Debugging coroutine handles: The Microsoft Visual C++ compiler, clang, and gcc

Raymond

How compilers implement coroutines is an implementation detail which is subject to change at any time. Nevertheless, you may be called upon to debug them, so it’s nice to know what you’re looking at.

The C++ language requires that any coroutine be resumable from a coroutine_handle<>, so there needs to be some vtable-like thing so that calling the resume() method on an arbitrary coroutine_handle<> resumes the correct coroutine.

Note: The Microsoft Visual C++ compiler coroutine ABI took a breaking change in version 16.8, so I’ll cover Microsoft Visual C++ coroutines twice, once in C++17 mode and once again in C++20 mode.

In the Microsoft Visual C++ compiler, the C++17-style coroutine handle is a pointer to a structure we shall call a “frame” for expository purposes.

struct coroutine_frame
{
    void (*resume)(coroutine_frame*);
    uint16_t index;
    uint16_t flags;
    promise_type promise;
    parameters...
    locals...
    temporaries...
    other bookkeeping...
};

The index represents the progress of the coroutine through its function body. The flags value is nonzero if the coroutine frame was allocated on the heap.

* Data section *
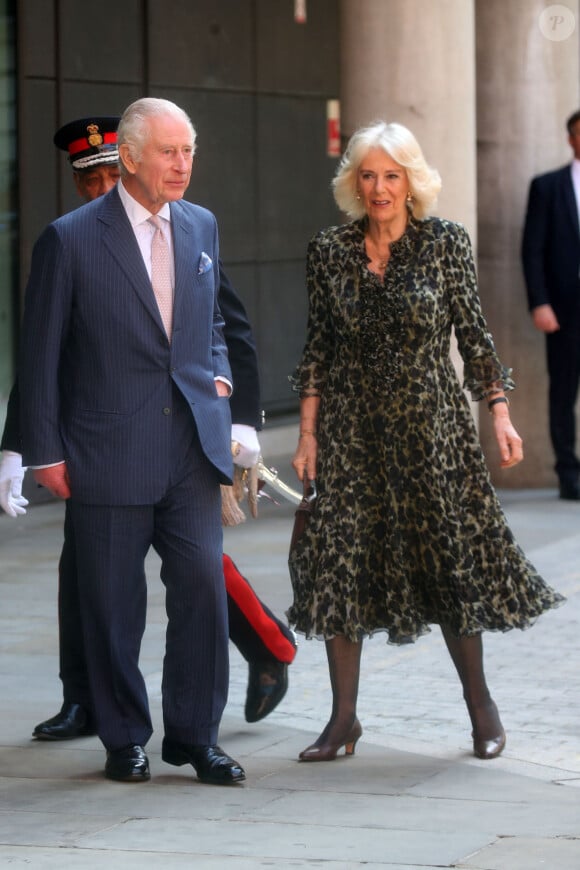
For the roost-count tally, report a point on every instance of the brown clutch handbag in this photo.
(303, 511)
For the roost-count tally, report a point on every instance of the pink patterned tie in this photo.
(161, 274)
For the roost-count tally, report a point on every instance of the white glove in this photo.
(11, 476)
(245, 445)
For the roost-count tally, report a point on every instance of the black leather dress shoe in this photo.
(211, 763)
(267, 685)
(129, 764)
(72, 721)
(570, 491)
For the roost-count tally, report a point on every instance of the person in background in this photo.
(407, 530)
(262, 639)
(551, 265)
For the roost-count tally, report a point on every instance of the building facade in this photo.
(484, 84)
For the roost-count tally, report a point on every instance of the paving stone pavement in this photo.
(412, 797)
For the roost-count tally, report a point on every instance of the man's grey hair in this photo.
(134, 129)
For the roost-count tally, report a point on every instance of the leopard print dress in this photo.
(407, 529)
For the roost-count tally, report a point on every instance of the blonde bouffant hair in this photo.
(400, 144)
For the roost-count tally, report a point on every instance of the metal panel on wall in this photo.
(207, 44)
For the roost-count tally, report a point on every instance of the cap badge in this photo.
(94, 138)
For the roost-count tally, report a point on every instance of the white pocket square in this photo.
(205, 263)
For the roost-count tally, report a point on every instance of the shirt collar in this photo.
(136, 212)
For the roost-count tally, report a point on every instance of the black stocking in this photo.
(344, 669)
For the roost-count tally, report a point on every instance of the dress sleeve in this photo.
(483, 371)
(310, 376)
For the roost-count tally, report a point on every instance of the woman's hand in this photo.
(510, 444)
(304, 462)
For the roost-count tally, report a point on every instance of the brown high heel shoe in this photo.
(488, 749)
(328, 751)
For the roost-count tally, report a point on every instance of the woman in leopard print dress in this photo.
(407, 529)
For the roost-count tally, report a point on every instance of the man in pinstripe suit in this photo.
(127, 418)
(264, 641)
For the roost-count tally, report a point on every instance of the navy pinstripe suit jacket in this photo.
(97, 372)
(551, 244)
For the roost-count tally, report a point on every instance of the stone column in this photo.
(527, 85)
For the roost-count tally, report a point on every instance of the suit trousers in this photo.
(563, 359)
(257, 632)
(184, 528)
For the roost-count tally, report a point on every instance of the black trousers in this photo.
(253, 628)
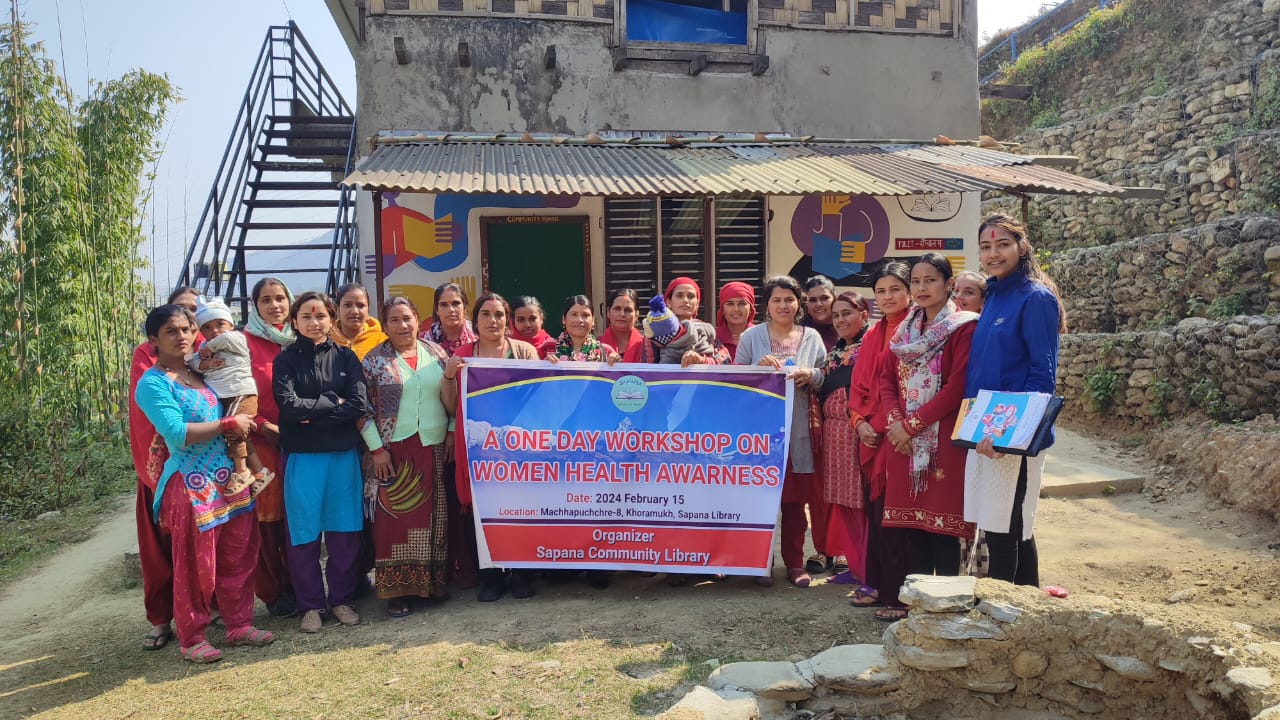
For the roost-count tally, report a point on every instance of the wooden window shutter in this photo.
(685, 245)
(631, 246)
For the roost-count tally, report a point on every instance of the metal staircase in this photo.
(275, 206)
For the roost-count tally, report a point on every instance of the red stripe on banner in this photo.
(670, 547)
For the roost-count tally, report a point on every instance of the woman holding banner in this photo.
(577, 342)
(406, 431)
(781, 342)
(490, 319)
(841, 475)
(922, 384)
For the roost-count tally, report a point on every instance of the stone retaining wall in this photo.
(1212, 270)
(1228, 370)
(1237, 463)
(992, 650)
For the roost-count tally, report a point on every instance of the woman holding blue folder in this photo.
(1014, 350)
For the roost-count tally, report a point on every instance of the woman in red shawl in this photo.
(621, 333)
(887, 555)
(152, 541)
(736, 313)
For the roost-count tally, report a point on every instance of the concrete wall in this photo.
(819, 82)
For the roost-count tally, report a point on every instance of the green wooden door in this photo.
(545, 260)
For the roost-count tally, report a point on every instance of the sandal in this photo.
(158, 637)
(201, 654)
(260, 481)
(891, 614)
(864, 596)
(251, 637)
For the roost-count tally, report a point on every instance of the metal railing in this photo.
(287, 77)
(1011, 41)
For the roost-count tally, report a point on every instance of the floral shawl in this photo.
(383, 383)
(592, 350)
(919, 374)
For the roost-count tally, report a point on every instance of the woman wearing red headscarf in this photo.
(682, 299)
(154, 552)
(736, 313)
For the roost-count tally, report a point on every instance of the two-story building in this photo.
(558, 146)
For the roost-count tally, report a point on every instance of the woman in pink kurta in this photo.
(266, 332)
(841, 473)
(922, 386)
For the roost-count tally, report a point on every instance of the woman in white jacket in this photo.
(782, 342)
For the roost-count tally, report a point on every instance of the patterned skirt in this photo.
(410, 524)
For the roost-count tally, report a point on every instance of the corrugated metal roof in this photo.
(705, 168)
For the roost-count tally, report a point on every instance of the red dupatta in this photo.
(864, 393)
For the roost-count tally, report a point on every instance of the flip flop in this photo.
(156, 639)
(201, 654)
(865, 596)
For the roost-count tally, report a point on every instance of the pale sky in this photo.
(208, 49)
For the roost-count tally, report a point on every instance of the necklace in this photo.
(502, 350)
(183, 377)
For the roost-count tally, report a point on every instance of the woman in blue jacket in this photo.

* Exercise prompt *
Reproduce the text above on debugging coroutine handles in full, word for word.

* Task answer *
Debugging coroutine handles: The Microsoft Visual C++ compiler, clang, and gcc

Raymond

How compilers implement coroutines is an implementation detail which is subject to change at any time. Nevertheless, you may be called upon to debug them, so it’s nice to know what you’re looking at.

The C++ language requires that any coroutine be resumable from a coroutine_handle<>, so there needs to be some vtable-like thing so that calling the resume() method on an arbitrary coroutine_handle<> resumes the correct coroutine.

Note: The Microsoft Visual C++ compiler coroutine ABI took a breaking change in version 16.8, so I’ll cover Microsoft Visual C++ coroutines twice, once in C++17 mode and once again in C++20 mode.

In the Microsoft Visual C++ compiler, the C++17-style coroutine handle is a pointer to a structure we shall call a “frame” for expository purposes.

struct coroutine_frame
{
    void (*resume)(coroutine_frame*);
    uint16_t index;
    uint16_t flags;
    promise_type promise;
    parameters...
    locals...
    temporaries...
    other bookkeeping...
};

The index represents the progress of the coroutine through its function body. The flags value is nonzero if the coroutine frame was allocated on the heap.